To be done
Put the lines of the material below into a numbered list, from the line containing "Where can you see the bridge railing" through the line containing "column 427, row 497", including both. Leave out any blank lines and include no other lines.
::::
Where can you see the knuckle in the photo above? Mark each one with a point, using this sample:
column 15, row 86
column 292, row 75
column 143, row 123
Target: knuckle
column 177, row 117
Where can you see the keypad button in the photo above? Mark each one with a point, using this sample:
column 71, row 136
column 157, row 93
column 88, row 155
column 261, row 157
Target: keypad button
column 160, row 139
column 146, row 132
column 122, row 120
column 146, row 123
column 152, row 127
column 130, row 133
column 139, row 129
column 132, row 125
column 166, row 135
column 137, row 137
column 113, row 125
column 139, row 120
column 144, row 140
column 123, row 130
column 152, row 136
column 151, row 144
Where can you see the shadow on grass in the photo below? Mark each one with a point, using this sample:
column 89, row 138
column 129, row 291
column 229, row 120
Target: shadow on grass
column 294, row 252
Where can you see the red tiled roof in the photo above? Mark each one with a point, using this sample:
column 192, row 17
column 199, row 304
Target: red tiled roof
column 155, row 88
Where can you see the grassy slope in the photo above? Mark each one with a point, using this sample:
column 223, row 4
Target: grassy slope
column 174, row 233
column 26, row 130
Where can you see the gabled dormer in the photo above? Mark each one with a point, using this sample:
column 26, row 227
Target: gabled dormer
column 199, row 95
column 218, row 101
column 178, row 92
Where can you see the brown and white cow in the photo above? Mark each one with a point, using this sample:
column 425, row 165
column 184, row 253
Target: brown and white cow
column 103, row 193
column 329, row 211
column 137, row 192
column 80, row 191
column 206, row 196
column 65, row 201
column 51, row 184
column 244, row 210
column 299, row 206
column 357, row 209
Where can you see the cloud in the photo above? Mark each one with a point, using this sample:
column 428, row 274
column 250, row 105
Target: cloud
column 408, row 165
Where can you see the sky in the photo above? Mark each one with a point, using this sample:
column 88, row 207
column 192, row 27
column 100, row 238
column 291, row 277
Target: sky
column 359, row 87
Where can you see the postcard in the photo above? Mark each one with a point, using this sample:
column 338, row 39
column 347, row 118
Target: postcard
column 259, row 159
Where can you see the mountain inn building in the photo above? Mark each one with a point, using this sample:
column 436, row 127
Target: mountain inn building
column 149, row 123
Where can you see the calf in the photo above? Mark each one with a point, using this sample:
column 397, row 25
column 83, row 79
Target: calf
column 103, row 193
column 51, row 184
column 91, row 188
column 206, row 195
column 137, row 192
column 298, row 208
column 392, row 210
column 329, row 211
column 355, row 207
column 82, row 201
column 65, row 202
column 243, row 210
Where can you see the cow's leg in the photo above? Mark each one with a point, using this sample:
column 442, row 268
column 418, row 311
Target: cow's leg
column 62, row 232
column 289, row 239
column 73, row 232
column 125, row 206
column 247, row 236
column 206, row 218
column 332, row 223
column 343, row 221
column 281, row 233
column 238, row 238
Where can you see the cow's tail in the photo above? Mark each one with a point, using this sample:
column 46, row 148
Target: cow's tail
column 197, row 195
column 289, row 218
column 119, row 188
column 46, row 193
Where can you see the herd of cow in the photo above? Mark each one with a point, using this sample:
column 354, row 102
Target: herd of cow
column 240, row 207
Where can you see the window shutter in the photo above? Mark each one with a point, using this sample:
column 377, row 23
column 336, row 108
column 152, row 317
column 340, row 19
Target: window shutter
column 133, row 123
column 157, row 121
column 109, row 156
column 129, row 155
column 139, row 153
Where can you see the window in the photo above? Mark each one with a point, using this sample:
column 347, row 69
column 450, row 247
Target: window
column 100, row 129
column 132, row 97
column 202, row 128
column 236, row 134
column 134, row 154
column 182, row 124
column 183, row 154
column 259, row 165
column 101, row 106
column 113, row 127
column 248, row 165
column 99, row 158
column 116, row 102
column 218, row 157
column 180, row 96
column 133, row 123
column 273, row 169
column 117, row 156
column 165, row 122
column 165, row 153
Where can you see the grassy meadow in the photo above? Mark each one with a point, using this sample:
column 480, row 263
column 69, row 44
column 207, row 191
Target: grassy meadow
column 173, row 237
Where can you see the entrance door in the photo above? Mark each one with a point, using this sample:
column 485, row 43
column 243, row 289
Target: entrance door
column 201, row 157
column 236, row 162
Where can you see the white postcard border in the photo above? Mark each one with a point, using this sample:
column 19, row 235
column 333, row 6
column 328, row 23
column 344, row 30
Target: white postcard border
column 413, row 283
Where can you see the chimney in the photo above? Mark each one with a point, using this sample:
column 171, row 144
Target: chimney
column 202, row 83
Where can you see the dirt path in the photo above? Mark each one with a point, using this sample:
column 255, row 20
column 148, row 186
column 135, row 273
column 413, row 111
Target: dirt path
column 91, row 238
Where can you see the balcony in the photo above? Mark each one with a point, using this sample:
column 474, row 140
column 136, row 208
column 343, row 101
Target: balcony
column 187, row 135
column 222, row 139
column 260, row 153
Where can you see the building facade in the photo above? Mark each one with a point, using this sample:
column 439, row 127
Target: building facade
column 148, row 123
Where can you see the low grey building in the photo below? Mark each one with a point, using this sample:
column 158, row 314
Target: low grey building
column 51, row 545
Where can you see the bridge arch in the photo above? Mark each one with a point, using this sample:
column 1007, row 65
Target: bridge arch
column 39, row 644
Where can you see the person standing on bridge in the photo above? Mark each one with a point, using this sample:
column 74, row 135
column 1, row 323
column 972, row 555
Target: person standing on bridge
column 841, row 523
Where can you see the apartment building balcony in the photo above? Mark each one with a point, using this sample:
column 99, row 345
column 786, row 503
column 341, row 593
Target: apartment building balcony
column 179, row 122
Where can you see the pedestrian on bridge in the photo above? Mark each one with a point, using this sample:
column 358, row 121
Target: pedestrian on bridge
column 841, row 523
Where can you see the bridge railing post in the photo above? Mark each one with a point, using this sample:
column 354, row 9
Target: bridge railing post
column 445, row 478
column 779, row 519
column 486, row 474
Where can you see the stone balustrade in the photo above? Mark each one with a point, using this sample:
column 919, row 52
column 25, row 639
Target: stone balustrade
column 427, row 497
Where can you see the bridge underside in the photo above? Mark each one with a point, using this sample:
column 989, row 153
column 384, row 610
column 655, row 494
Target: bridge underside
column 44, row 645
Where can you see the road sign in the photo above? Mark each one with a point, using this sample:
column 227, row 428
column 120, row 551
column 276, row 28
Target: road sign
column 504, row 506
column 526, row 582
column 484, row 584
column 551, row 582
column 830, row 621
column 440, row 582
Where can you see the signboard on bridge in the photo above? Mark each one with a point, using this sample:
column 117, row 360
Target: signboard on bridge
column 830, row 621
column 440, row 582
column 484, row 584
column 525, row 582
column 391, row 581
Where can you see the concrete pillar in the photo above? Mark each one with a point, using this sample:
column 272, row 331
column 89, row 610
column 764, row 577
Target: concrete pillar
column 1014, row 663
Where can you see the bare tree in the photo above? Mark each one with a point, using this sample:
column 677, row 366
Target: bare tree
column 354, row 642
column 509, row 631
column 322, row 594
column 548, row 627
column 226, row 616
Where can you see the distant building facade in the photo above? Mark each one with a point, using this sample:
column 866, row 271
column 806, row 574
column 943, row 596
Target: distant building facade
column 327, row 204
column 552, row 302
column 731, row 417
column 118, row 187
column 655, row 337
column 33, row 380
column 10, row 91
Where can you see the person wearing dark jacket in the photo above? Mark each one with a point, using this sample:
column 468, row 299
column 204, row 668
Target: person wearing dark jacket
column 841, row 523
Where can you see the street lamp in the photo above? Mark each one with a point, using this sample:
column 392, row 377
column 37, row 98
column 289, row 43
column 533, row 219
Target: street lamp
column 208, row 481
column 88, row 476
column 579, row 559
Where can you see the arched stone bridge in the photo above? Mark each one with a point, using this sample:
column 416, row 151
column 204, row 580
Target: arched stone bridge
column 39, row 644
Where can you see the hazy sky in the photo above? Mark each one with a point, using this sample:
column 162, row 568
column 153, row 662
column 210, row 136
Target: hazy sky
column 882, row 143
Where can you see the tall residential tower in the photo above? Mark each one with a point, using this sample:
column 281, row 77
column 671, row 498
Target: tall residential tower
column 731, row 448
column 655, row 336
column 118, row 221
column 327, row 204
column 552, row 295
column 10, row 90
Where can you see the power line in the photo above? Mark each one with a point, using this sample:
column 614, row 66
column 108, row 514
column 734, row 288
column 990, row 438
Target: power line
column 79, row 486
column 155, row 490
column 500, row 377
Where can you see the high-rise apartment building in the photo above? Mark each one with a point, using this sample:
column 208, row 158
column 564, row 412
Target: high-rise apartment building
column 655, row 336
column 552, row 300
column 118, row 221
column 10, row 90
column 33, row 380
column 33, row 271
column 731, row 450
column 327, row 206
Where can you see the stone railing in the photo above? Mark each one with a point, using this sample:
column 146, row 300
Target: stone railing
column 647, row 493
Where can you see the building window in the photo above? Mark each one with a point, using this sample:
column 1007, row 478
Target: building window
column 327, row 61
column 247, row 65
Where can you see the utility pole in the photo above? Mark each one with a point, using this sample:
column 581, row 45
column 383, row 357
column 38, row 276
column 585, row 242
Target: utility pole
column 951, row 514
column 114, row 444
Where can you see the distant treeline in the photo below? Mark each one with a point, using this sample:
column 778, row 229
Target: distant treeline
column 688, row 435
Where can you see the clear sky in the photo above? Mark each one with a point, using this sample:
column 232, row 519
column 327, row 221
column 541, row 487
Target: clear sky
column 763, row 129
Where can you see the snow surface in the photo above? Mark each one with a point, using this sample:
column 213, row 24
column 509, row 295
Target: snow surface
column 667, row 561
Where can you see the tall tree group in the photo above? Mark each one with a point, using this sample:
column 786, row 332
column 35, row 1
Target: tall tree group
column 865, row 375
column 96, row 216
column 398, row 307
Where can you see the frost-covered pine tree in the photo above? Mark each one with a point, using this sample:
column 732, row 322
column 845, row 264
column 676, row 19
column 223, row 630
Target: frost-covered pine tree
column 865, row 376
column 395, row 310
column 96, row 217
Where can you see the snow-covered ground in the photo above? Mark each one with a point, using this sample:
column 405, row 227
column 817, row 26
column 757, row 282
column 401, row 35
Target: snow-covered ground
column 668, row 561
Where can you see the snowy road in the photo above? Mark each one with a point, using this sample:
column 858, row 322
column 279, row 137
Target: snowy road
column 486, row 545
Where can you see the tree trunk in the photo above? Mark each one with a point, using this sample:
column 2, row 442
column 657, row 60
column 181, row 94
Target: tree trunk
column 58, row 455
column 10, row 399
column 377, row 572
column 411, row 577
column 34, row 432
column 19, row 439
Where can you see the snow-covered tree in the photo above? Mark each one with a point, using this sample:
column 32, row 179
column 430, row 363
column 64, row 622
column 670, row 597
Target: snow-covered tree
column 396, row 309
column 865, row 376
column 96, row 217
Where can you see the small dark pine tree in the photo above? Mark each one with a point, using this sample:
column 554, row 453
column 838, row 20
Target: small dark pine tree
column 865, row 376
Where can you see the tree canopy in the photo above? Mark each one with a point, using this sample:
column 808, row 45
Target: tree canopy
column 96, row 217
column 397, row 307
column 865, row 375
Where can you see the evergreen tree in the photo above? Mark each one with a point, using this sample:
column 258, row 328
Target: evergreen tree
::::
Response
1. Where can you see the bridge railing post in the photo above? Mark each one with a point, using this sample:
2. column 354, row 9
3. Target: bridge railing post
4. column 445, row 478
5. column 779, row 519
6. column 486, row 474
7. Where can you see the stone balustrade in the photo above? Mark each one with a point, using this sample:
8. column 919, row 52
9. column 25, row 639
10. Target: stone balustrade
11. column 427, row 497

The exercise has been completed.